◆ Extrahierter Text:

=====

So müssen wir uns nur gut 100 Meter durch den gerade nachlassenden Regen zum Bahnhof durchkämpfen.
Unser Zug um 19:11 Uhr ist pünktlich. Für Kito ist es die erste Zugfahrt, jedenfalls seit er am 1. Mai zu uns gekommen ist. Er benimmt sich sehr anständig, auch wenn er den Schaffner, der unsere Fahrkarten kontrolliert und abknipst, leise anknurrt. In Spandau müssen wir umsteigen. Für das letzte Stück bis Berlin Hauptbahnhof nehmen wir dann den nächstbesten Zug, in diesem Fall einen ICE. Schließlich bringt uns die S-Bahn der legendären BVG zum Bahnhof Alexanderplatz.
Jetzt ist es nur noch ein Katzensprung von 600-700 Metern zum B & B Hotel Alexanderplatz, wo wir kurz nach 21 Uhr unser vorab reserviertes Zimmer beziehen. Der Zimmerpreis hat sich übrigens von 53,00 auf 52,50 € verringert. Allerdings kommen nun 12 € für Kito dazu.

=====

◆ Aufgabenstellung:
a – Übersetzen Sie aus dem Text über die Bahnfahrt nach Berlin den Satz „Er benimmt sich sehr anständig, auch wenn er den Schaffner, der unsere Fahrkarten kontrolliert und abknipst, leise anknurrt.“ ins Englische.
b – Auf welchen Betrag ist der Zimmerpreis laut dem Text über die Bahnfahrt nach Berlin gesunken?

=====

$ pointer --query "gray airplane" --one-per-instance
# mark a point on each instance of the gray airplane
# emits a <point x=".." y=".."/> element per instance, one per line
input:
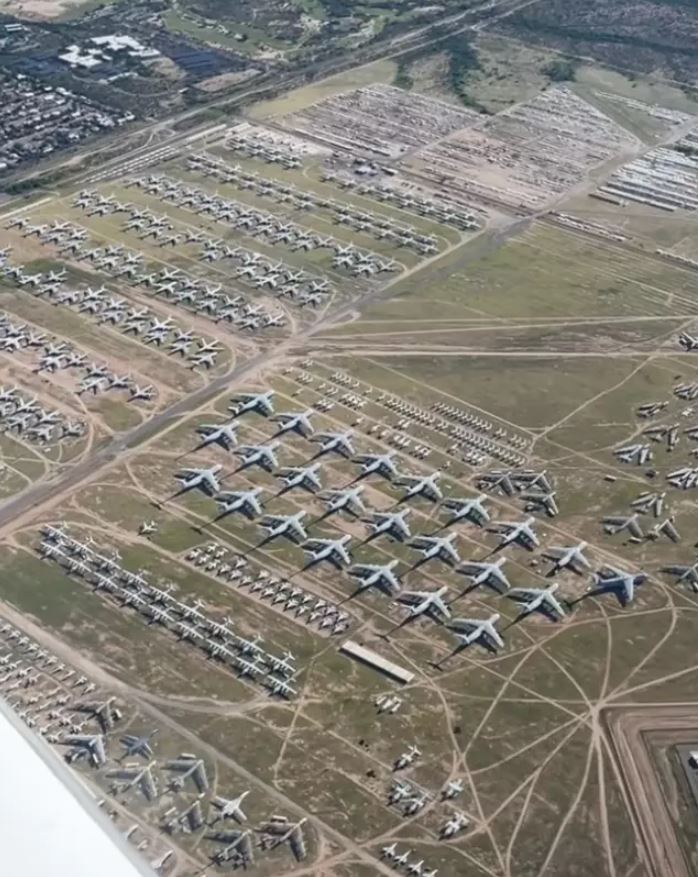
<point x="468" y="510"/>
<point x="302" y="476"/>
<point x="334" y="550"/>
<point x="684" y="574"/>
<point x="259" y="455"/>
<point x="335" y="441"/>
<point x="417" y="485"/>
<point x="349" y="499"/>
<point x="285" y="525"/>
<point x="483" y="573"/>
<point x="260" y="402"/>
<point x="231" y="808"/>
<point x="568" y="557"/>
<point x="426" y="602"/>
<point x="206" y="479"/>
<point x="138" y="745"/>
<point x="381" y="575"/>
<point x="539" y="598"/>
<point x="295" y="422"/>
<point x="472" y="630"/>
<point x="224" y="434"/>
<point x="245" y="501"/>
<point x="520" y="532"/>
<point x="440" y="547"/>
<point x="382" y="464"/>
<point x="393" y="523"/>
<point x="624" y="583"/>
<point x="615" y="524"/>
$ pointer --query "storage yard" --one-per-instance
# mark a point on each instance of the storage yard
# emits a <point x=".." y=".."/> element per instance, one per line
<point x="348" y="475"/>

=====

◆ Lösungen nach Aufgaben:
a – He behaves very well, even though he quietly growls at the conductor who checks and punches our tickets.

b – Auf 52,50 €.